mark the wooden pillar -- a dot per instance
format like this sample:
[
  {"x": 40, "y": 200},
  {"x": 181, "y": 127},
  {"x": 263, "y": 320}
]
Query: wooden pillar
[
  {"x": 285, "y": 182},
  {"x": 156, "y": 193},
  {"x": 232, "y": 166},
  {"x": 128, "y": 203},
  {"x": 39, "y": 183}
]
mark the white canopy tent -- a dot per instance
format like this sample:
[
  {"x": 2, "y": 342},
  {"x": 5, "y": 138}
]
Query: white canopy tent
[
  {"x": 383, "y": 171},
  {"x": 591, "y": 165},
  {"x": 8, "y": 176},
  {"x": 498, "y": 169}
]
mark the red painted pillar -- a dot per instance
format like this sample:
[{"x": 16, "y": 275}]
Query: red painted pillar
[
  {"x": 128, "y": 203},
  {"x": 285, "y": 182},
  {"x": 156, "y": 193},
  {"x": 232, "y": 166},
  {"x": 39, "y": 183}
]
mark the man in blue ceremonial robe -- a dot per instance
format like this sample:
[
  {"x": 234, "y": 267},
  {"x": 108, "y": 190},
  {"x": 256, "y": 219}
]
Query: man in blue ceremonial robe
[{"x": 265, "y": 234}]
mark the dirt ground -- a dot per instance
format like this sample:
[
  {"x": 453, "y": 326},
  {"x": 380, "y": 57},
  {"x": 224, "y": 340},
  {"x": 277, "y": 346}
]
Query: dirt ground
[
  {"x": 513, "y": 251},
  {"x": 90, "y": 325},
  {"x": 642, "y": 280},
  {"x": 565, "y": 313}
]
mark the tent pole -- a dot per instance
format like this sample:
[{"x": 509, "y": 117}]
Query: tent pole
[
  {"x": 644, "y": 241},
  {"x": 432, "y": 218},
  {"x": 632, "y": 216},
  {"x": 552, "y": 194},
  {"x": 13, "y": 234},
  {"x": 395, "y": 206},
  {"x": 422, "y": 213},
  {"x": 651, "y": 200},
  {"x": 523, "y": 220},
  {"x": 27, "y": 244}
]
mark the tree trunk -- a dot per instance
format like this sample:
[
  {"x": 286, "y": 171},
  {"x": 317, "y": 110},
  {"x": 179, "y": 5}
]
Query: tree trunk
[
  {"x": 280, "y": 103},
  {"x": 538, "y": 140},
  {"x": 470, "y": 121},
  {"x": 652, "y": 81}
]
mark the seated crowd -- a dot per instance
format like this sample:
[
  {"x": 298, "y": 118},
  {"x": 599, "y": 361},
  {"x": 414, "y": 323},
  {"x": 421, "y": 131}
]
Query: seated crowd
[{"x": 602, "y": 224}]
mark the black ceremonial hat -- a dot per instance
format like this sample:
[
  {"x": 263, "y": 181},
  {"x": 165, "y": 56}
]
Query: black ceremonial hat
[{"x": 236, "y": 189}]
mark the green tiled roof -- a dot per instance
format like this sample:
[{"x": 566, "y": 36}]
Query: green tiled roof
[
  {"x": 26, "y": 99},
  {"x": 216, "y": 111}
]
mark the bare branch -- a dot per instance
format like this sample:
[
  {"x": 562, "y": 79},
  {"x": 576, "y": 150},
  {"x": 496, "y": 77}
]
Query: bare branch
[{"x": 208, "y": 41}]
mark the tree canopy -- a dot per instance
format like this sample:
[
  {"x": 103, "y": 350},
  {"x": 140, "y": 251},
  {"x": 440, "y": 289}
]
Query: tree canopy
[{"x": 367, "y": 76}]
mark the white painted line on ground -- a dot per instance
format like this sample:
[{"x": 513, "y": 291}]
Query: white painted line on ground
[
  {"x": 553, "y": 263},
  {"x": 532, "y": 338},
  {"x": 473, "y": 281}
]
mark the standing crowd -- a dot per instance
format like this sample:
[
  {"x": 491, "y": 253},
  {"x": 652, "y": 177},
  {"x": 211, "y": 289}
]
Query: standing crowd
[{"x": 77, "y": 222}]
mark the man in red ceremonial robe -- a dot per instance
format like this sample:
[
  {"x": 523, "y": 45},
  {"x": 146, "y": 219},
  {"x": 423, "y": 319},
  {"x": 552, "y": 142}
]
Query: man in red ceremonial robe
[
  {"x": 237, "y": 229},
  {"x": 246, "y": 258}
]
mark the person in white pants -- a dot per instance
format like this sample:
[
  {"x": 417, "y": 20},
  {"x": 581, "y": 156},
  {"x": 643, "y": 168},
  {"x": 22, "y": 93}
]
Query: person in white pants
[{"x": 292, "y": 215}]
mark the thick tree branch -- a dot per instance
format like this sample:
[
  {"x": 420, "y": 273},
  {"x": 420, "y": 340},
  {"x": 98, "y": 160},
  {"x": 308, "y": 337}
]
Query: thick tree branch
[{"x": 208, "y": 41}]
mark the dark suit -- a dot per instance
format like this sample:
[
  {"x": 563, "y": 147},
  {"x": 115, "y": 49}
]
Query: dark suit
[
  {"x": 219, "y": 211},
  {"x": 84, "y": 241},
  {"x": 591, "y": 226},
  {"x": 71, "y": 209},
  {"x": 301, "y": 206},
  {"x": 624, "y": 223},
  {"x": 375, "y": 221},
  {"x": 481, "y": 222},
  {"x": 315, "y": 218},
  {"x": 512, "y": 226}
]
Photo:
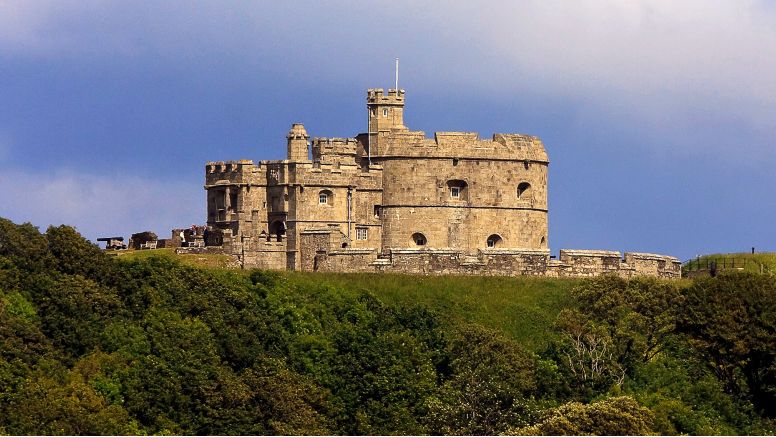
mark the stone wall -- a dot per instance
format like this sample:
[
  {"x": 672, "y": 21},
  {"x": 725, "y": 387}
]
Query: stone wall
[
  {"x": 394, "y": 200},
  {"x": 494, "y": 262}
]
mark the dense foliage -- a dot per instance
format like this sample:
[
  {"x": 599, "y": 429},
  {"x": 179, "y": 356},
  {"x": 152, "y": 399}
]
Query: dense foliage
[{"x": 94, "y": 345}]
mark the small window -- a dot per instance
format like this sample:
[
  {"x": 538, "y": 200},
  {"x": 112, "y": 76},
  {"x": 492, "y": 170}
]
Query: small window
[
  {"x": 494, "y": 241},
  {"x": 523, "y": 189},
  {"x": 457, "y": 189}
]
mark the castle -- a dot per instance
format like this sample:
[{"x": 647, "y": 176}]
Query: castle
[{"x": 391, "y": 199}]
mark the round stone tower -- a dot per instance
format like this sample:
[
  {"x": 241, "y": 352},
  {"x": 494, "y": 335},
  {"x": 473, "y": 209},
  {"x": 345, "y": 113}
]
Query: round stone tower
[{"x": 298, "y": 143}]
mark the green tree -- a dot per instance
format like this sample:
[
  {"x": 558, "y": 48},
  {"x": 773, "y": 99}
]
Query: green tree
[
  {"x": 731, "y": 322},
  {"x": 489, "y": 386},
  {"x": 613, "y": 416}
]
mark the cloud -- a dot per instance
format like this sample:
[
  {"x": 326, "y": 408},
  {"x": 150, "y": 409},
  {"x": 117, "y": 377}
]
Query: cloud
[
  {"x": 99, "y": 205},
  {"x": 658, "y": 65}
]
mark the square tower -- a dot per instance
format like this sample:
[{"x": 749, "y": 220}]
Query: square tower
[{"x": 386, "y": 112}]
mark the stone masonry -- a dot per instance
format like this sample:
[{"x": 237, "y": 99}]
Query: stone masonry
[{"x": 393, "y": 200}]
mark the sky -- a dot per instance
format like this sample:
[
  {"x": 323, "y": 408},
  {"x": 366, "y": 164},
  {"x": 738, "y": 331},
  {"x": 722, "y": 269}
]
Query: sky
[{"x": 659, "y": 117}]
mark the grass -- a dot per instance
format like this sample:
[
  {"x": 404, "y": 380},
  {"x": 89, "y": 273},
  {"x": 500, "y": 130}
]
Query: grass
[{"x": 750, "y": 262}]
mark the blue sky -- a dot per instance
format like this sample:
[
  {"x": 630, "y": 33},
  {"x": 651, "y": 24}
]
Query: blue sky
[{"x": 659, "y": 116}]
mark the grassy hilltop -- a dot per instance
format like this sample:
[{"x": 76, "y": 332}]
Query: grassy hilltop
[{"x": 156, "y": 343}]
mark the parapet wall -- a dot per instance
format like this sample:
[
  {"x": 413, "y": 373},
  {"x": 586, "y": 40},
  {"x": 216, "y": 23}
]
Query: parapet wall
[{"x": 495, "y": 262}]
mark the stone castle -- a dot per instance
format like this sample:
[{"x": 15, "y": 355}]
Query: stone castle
[{"x": 394, "y": 200}]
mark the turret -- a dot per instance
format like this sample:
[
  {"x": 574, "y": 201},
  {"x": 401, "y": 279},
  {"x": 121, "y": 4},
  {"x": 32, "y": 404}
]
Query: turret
[
  {"x": 386, "y": 112},
  {"x": 297, "y": 143}
]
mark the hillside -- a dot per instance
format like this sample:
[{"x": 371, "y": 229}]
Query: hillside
[
  {"x": 152, "y": 343},
  {"x": 748, "y": 262}
]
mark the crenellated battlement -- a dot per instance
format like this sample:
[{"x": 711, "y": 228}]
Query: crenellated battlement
[
  {"x": 226, "y": 166},
  {"x": 326, "y": 150},
  {"x": 376, "y": 96}
]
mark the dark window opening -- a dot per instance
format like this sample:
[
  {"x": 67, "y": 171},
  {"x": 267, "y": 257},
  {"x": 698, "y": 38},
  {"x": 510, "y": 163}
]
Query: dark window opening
[
  {"x": 523, "y": 190},
  {"x": 457, "y": 189},
  {"x": 494, "y": 241},
  {"x": 276, "y": 229}
]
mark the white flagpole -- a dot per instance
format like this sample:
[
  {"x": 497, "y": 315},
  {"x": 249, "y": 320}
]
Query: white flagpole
[{"x": 397, "y": 76}]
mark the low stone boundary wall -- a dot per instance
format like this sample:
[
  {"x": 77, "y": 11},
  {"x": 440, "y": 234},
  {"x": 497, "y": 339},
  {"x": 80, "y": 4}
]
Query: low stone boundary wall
[{"x": 505, "y": 262}]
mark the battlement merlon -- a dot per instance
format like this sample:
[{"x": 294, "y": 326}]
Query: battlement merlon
[
  {"x": 376, "y": 96},
  {"x": 226, "y": 166},
  {"x": 513, "y": 147}
]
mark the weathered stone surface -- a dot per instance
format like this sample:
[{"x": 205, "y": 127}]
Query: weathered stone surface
[{"x": 392, "y": 199}]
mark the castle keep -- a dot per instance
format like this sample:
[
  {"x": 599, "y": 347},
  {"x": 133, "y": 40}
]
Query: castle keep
[{"x": 392, "y": 199}]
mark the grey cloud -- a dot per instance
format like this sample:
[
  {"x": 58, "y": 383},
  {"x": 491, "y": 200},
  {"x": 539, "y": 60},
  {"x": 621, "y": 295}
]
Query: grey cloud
[{"x": 100, "y": 205}]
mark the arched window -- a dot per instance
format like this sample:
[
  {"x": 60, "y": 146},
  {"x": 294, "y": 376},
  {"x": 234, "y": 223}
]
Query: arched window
[
  {"x": 494, "y": 241},
  {"x": 523, "y": 190},
  {"x": 419, "y": 239},
  {"x": 457, "y": 189},
  {"x": 325, "y": 197},
  {"x": 277, "y": 229}
]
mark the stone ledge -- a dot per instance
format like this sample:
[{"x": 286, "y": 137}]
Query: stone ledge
[
  {"x": 352, "y": 252},
  {"x": 515, "y": 251},
  {"x": 591, "y": 253},
  {"x": 405, "y": 251}
]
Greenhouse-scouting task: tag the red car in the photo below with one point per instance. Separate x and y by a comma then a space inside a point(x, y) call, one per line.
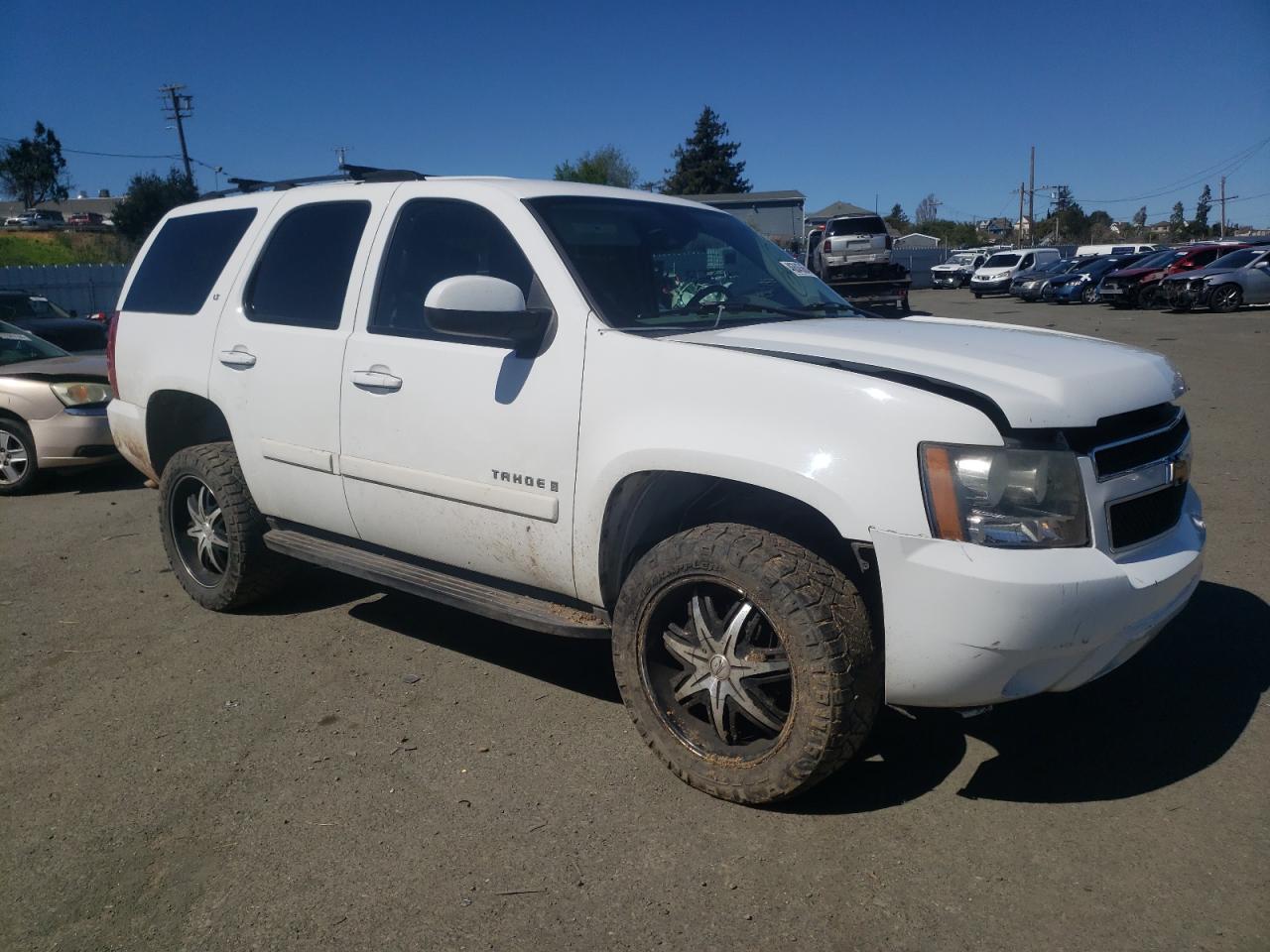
point(1139, 286)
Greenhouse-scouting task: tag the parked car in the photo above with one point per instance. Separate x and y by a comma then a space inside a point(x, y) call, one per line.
point(1080, 284)
point(956, 271)
point(56, 325)
point(1238, 278)
point(53, 411)
point(1124, 248)
point(1035, 277)
point(851, 239)
point(994, 276)
point(388, 379)
point(1138, 286)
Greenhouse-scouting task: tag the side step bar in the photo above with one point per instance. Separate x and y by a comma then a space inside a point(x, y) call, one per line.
point(448, 589)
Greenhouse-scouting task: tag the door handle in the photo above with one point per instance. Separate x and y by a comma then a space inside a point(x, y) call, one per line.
point(376, 380)
point(238, 358)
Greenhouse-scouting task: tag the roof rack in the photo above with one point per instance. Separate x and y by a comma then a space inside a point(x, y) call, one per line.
point(348, 173)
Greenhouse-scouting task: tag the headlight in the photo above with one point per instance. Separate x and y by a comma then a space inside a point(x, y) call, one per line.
point(81, 394)
point(1005, 498)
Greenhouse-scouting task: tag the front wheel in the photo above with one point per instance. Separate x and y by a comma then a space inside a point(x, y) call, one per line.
point(1225, 298)
point(747, 662)
point(212, 531)
point(19, 468)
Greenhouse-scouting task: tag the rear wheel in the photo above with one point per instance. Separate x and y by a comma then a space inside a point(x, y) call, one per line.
point(19, 468)
point(212, 531)
point(747, 662)
point(1225, 298)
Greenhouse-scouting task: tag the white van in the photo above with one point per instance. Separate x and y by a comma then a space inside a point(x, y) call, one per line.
point(1128, 248)
point(997, 272)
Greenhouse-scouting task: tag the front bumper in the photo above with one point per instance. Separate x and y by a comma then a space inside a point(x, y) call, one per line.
point(989, 287)
point(72, 438)
point(968, 625)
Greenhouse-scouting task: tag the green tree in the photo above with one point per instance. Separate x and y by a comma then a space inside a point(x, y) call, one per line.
point(897, 218)
point(604, 167)
point(150, 197)
point(32, 171)
point(706, 163)
point(1178, 222)
point(1199, 226)
point(1139, 222)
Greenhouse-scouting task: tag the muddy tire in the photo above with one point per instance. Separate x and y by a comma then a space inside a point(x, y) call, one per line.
point(748, 664)
point(213, 534)
point(19, 468)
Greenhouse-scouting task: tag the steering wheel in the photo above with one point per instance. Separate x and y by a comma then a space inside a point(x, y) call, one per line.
point(706, 291)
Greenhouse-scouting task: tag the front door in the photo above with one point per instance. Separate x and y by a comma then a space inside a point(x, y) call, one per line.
point(280, 350)
point(454, 451)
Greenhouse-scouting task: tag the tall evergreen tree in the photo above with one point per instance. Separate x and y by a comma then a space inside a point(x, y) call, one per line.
point(706, 163)
point(32, 169)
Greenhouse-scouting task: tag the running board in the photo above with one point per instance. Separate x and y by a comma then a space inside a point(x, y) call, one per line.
point(448, 589)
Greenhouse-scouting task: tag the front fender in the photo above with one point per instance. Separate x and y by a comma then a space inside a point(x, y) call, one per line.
point(842, 442)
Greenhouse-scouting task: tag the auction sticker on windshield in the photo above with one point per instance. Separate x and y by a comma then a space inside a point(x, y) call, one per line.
point(798, 268)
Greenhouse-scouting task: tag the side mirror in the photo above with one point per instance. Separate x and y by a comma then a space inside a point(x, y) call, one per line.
point(476, 308)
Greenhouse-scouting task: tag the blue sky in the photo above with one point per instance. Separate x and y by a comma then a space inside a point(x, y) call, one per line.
point(838, 100)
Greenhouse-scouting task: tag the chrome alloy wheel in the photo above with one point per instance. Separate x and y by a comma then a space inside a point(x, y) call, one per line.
point(198, 530)
point(13, 458)
point(717, 670)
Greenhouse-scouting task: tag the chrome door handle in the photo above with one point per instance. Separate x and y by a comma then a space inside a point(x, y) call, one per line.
point(376, 380)
point(238, 358)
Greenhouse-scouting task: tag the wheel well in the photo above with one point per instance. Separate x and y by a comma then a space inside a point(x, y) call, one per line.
point(176, 419)
point(648, 507)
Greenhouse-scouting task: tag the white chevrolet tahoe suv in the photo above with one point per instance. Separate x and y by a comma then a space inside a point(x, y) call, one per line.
point(610, 414)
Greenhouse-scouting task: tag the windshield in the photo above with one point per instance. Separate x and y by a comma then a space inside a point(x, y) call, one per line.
point(24, 306)
point(1001, 262)
point(1236, 259)
point(17, 345)
point(869, 225)
point(661, 267)
point(1160, 259)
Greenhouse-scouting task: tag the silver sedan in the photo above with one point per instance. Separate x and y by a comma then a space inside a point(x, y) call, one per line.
point(53, 411)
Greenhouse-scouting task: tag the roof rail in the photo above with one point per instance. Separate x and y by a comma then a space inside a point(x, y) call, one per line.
point(348, 173)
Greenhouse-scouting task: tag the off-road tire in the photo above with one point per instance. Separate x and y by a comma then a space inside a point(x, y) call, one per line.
point(1225, 298)
point(31, 476)
point(826, 634)
point(253, 571)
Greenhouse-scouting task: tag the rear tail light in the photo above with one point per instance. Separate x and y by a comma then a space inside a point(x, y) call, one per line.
point(111, 333)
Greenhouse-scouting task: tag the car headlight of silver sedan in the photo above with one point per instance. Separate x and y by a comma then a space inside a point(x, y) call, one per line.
point(1003, 497)
point(81, 393)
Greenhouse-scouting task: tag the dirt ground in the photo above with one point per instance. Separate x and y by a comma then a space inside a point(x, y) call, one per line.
point(345, 769)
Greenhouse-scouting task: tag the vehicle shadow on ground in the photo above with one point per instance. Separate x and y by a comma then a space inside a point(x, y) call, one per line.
point(581, 665)
point(1169, 714)
point(108, 477)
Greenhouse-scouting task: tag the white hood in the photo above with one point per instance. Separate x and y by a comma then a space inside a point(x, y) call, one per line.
point(1039, 379)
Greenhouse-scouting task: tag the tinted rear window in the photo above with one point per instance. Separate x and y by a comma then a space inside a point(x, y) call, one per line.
point(303, 276)
point(867, 225)
point(186, 259)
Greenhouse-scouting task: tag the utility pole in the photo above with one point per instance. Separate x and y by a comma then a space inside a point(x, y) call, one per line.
point(1032, 199)
point(178, 105)
point(1020, 212)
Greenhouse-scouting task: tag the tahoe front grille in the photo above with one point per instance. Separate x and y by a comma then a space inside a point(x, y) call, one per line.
point(1142, 449)
point(1146, 517)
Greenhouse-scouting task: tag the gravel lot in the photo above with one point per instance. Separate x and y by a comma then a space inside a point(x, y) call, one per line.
point(354, 770)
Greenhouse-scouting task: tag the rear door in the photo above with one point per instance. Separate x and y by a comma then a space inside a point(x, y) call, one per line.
point(280, 349)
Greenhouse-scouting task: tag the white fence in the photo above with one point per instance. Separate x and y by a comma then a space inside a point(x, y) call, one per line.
point(84, 289)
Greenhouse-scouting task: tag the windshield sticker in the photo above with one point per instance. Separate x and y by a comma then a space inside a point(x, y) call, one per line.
point(798, 268)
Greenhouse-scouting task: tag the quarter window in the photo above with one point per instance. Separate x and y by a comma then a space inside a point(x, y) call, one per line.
point(303, 276)
point(437, 239)
point(185, 261)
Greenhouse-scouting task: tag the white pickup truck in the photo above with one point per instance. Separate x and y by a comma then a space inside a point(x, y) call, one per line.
point(610, 414)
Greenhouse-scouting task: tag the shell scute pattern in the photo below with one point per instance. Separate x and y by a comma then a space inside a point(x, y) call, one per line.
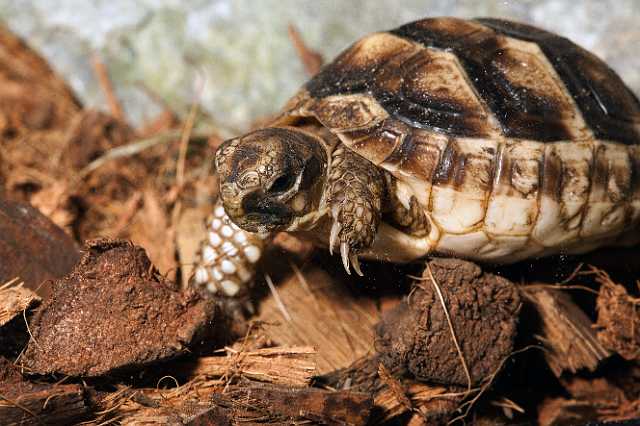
point(515, 141)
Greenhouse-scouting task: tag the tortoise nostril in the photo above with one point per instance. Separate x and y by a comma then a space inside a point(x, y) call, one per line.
point(282, 184)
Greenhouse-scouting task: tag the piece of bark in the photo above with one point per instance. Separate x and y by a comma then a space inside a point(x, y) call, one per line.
point(293, 366)
point(395, 395)
point(32, 95)
point(113, 312)
point(59, 404)
point(431, 402)
point(618, 324)
point(285, 405)
point(261, 404)
point(565, 412)
point(32, 247)
point(483, 309)
point(318, 312)
point(25, 403)
point(565, 331)
point(14, 299)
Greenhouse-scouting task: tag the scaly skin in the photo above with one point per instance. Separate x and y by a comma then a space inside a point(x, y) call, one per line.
point(227, 258)
point(355, 192)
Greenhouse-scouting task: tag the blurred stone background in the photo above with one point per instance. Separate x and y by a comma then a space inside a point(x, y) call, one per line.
point(235, 57)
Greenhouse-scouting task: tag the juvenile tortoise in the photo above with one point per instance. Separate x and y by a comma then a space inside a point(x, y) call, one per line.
point(483, 139)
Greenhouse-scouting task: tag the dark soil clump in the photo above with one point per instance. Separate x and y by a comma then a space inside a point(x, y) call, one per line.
point(483, 309)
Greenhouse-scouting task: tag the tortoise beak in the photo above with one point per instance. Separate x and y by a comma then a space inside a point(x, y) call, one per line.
point(261, 212)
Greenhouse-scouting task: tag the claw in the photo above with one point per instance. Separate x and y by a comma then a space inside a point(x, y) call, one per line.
point(344, 251)
point(333, 238)
point(355, 262)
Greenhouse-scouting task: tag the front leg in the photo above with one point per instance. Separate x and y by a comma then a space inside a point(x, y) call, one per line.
point(227, 259)
point(356, 188)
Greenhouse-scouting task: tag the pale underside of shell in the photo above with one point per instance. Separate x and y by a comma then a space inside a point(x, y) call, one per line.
point(516, 142)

__________

Exercise brief: Retype the stretch of items from the line containing "Greenhouse-scouting task: tag the tinted" through the line containing "point(1020, 212)", both ends included, character for character.

The result:
Greenhouse-scouting task: tag the tinted rear window in the photo above with one point per instance. Separate x and y by a comma then a space inside a point(x, y) call, one per line.
point(303, 276)
point(867, 225)
point(186, 259)
Greenhouse-scouting task: tag the utility pole in the photo above with one point per instance. Separate x and y by a comma then a space inside a point(x, y) call, one per line.
point(1032, 199)
point(178, 105)
point(1020, 212)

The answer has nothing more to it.